Set exercise 1:
In the VLAN discussion below, list each VLAN named in the hypothetical scenario along with the subnet given for it.

On 12/23/18 7:03 PM, Daniel Frey wrote:
This is correct. A is the voice vlan, the black box is the phone server (which I am unable to add custom routes or new software packages to), B is another vlan that has access through site-to-site vpn to C.

That makes perfect sense. There is functionally zero hope of modifying the phone system. Even if you could, it would likely compromise warranty, other complications ensue. Let's just consider this a no-fly zone.

A needs to send to a mail server on C but it isn't a part of the addressing required to traverse through the vpn.

Yep. A LOT of VPNs decide what traffic is interesting and / or allow traffic based on source and / or destination subnet.

Hence my thought of a mail forwarder.

Can the phone server in A talk to a system in B? Or does the magic need to happen on a multi-homed host that is in both the Voice VLAN (A) and data VLAN (B)?

I've never had to deal with a server in this manner before... needing to go through a different vlan/vpn. Hence my thought of a mail relay.

I believe the mail relay, particularly if it's multi-homed in both voice and data VLANs, is a viable option.

I was messing with source and destination nat but because of the site vpn addressing, and the phone server not being in that address range... I'm pretty sure that's why it wasn't working.

Depending where you do it, I would expect that the NAT would work.

Hypothetical scenario:

Voice VLAN = 192.0.2.0/24
Local Data VLAN = 198.51.100.0/24
Remote Data VLAN = 203.0.113.0/24

I'm guessing that you need to get voice messages as attachments from the VoIP PBX, 192.0.2.123, to the corporate email server, 203.0.113.234. The problem is the site-to-site VPN only allows 198.51.100.0/24 and 203.0.113.0/24 to communicate. Meaning that the site-to-site VPN won't pass traffic from the VoIP PBX.

Here's an important question: Does the VoIP PBX have a default gateway configured? Or does it /only/ know about the voice VLAN, 192.0.2.0/24? Because if it doesn't have a default gateway, then (what it knows as) the mail server will have to be local to the voice subnet.

Set exercise 2:
Display every line of the rows that contains the word "water".

(Photo labels with bounding boxes)
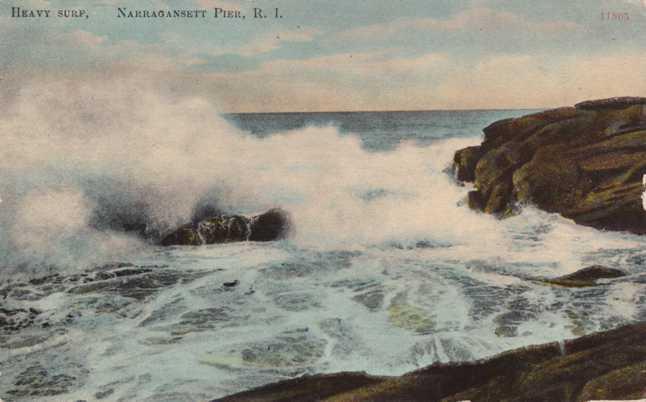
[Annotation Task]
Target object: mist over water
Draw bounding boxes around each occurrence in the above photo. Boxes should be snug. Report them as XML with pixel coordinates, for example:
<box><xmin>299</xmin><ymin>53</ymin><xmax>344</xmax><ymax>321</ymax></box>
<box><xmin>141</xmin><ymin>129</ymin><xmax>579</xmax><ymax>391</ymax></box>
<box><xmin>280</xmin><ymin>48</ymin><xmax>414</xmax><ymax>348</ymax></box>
<box><xmin>0</xmin><ymin>72</ymin><xmax>528</xmax><ymax>274</ymax></box>
<box><xmin>0</xmin><ymin>75</ymin><xmax>646</xmax><ymax>401</ymax></box>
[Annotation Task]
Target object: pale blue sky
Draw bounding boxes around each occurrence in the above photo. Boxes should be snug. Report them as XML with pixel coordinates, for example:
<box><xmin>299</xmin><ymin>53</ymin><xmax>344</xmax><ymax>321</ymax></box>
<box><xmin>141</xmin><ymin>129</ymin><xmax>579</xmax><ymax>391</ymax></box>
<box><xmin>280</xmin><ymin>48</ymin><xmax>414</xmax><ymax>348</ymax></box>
<box><xmin>0</xmin><ymin>0</ymin><xmax>646</xmax><ymax>111</ymax></box>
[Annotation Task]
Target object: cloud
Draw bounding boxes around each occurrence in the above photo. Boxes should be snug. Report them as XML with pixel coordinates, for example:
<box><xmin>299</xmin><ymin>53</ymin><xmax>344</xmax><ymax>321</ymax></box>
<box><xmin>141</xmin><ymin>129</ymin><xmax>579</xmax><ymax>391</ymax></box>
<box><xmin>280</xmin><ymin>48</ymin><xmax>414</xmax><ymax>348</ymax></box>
<box><xmin>435</xmin><ymin>52</ymin><xmax>646</xmax><ymax>108</ymax></box>
<box><xmin>238</xmin><ymin>28</ymin><xmax>320</xmax><ymax>56</ymax></box>
<box><xmin>70</xmin><ymin>30</ymin><xmax>106</xmax><ymax>48</ymax></box>
<box><xmin>336</xmin><ymin>7</ymin><xmax>579</xmax><ymax>40</ymax></box>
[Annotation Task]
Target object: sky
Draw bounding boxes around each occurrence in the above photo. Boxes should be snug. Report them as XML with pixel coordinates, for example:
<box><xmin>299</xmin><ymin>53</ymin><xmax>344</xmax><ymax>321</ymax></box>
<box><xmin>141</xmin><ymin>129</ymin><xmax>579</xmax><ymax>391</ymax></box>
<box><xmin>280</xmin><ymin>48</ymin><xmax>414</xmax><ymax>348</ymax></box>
<box><xmin>0</xmin><ymin>0</ymin><xmax>646</xmax><ymax>112</ymax></box>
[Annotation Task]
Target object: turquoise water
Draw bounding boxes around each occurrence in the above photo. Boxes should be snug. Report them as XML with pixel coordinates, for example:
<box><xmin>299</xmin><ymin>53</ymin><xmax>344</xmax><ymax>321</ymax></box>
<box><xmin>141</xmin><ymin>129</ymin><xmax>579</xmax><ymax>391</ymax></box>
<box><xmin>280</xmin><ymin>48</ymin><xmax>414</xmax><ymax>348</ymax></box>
<box><xmin>0</xmin><ymin>111</ymin><xmax>646</xmax><ymax>401</ymax></box>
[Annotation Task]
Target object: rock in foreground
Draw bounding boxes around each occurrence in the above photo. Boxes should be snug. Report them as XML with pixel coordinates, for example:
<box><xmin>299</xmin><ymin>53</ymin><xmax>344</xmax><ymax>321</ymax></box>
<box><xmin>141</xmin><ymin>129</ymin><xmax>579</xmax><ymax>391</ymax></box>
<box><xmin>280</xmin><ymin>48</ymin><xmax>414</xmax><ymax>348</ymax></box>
<box><xmin>545</xmin><ymin>265</ymin><xmax>626</xmax><ymax>287</ymax></box>
<box><xmin>220</xmin><ymin>324</ymin><xmax>646</xmax><ymax>402</ymax></box>
<box><xmin>454</xmin><ymin>97</ymin><xmax>646</xmax><ymax>234</ymax></box>
<box><xmin>161</xmin><ymin>208</ymin><xmax>289</xmax><ymax>246</ymax></box>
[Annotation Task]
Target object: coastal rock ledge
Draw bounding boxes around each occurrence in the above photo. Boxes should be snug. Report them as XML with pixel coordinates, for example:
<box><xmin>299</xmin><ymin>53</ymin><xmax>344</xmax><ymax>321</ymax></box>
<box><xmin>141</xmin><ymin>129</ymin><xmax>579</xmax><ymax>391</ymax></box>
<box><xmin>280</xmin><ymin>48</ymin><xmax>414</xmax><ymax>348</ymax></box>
<box><xmin>217</xmin><ymin>324</ymin><xmax>646</xmax><ymax>402</ymax></box>
<box><xmin>454</xmin><ymin>97</ymin><xmax>646</xmax><ymax>234</ymax></box>
<box><xmin>161</xmin><ymin>208</ymin><xmax>289</xmax><ymax>246</ymax></box>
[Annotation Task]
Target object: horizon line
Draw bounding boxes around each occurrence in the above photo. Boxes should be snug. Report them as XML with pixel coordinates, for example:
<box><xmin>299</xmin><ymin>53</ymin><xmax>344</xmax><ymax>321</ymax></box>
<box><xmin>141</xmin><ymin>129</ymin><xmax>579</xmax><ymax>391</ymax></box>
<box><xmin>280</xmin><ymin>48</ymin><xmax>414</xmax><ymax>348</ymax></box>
<box><xmin>222</xmin><ymin>107</ymin><xmax>545</xmax><ymax>115</ymax></box>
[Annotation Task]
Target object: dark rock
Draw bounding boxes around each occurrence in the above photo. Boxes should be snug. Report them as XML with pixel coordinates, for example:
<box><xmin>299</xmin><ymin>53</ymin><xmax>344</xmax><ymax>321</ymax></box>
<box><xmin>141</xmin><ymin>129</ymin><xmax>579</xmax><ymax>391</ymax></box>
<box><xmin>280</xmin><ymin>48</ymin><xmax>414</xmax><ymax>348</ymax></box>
<box><xmin>7</xmin><ymin>365</ymin><xmax>77</xmax><ymax>398</ymax></box>
<box><xmin>574</xmin><ymin>96</ymin><xmax>646</xmax><ymax>110</ymax></box>
<box><xmin>218</xmin><ymin>324</ymin><xmax>646</xmax><ymax>402</ymax></box>
<box><xmin>454</xmin><ymin>98</ymin><xmax>646</xmax><ymax>234</ymax></box>
<box><xmin>545</xmin><ymin>265</ymin><xmax>626</xmax><ymax>287</ymax></box>
<box><xmin>249</xmin><ymin>208</ymin><xmax>289</xmax><ymax>241</ymax></box>
<box><xmin>453</xmin><ymin>146</ymin><xmax>482</xmax><ymax>181</ymax></box>
<box><xmin>161</xmin><ymin>209</ymin><xmax>289</xmax><ymax>246</ymax></box>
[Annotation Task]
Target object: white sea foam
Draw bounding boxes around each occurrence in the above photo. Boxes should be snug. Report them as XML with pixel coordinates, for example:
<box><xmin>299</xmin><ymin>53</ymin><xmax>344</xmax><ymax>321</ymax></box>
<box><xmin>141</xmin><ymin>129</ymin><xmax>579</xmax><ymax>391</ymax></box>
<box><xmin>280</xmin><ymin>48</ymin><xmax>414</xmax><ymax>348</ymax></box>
<box><xmin>0</xmin><ymin>76</ymin><xmax>645</xmax><ymax>400</ymax></box>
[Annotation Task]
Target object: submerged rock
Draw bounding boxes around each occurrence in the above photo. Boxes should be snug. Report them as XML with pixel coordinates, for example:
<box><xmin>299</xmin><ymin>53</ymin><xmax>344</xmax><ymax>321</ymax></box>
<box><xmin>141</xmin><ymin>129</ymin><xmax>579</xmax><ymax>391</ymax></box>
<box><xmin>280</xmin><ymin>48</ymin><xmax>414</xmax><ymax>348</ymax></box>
<box><xmin>454</xmin><ymin>97</ymin><xmax>646</xmax><ymax>234</ymax></box>
<box><xmin>218</xmin><ymin>324</ymin><xmax>646</xmax><ymax>402</ymax></box>
<box><xmin>161</xmin><ymin>208</ymin><xmax>289</xmax><ymax>246</ymax></box>
<box><xmin>545</xmin><ymin>265</ymin><xmax>626</xmax><ymax>287</ymax></box>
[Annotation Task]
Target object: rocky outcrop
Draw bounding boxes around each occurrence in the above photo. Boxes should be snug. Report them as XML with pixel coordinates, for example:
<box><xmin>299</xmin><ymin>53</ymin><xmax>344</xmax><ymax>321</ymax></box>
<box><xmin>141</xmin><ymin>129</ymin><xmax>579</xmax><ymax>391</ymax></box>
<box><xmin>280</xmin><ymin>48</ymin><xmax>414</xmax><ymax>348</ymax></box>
<box><xmin>454</xmin><ymin>97</ymin><xmax>646</xmax><ymax>234</ymax></box>
<box><xmin>219</xmin><ymin>324</ymin><xmax>646</xmax><ymax>402</ymax></box>
<box><xmin>545</xmin><ymin>265</ymin><xmax>626</xmax><ymax>287</ymax></box>
<box><xmin>161</xmin><ymin>208</ymin><xmax>289</xmax><ymax>246</ymax></box>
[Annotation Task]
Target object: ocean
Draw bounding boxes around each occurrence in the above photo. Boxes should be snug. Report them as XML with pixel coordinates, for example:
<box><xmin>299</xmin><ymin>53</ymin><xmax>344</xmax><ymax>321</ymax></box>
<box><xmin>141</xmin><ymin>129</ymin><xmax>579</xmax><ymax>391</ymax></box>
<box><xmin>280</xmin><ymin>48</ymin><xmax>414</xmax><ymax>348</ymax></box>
<box><xmin>0</xmin><ymin>110</ymin><xmax>646</xmax><ymax>401</ymax></box>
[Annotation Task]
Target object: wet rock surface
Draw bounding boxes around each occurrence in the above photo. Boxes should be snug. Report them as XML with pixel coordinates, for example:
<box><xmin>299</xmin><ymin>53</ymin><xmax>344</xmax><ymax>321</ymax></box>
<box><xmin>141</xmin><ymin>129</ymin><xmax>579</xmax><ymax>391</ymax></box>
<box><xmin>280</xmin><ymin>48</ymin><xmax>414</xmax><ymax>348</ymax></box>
<box><xmin>161</xmin><ymin>208</ymin><xmax>289</xmax><ymax>246</ymax></box>
<box><xmin>454</xmin><ymin>97</ymin><xmax>646</xmax><ymax>234</ymax></box>
<box><xmin>218</xmin><ymin>324</ymin><xmax>646</xmax><ymax>402</ymax></box>
<box><xmin>545</xmin><ymin>265</ymin><xmax>626</xmax><ymax>287</ymax></box>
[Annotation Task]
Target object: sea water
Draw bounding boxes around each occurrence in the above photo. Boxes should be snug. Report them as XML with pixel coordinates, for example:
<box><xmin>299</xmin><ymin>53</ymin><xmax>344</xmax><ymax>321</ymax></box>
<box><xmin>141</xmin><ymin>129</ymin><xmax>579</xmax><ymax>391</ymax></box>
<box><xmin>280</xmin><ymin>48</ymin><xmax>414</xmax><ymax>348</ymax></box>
<box><xmin>0</xmin><ymin>83</ymin><xmax>646</xmax><ymax>401</ymax></box>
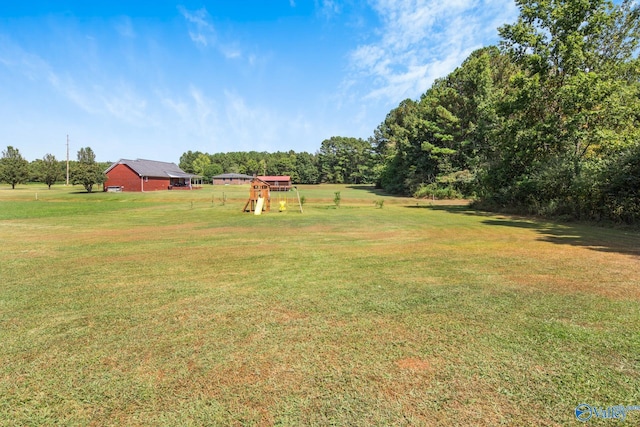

Exercise response 1:
Voice VLAN: 192.0.2.0/24
Local Data VLAN: 198.51.100.0/24
Remote Data VLAN: 203.0.113.0/24

Exercise response 2:
Target object: mist over water
Target object: turquoise water
Target object: sea water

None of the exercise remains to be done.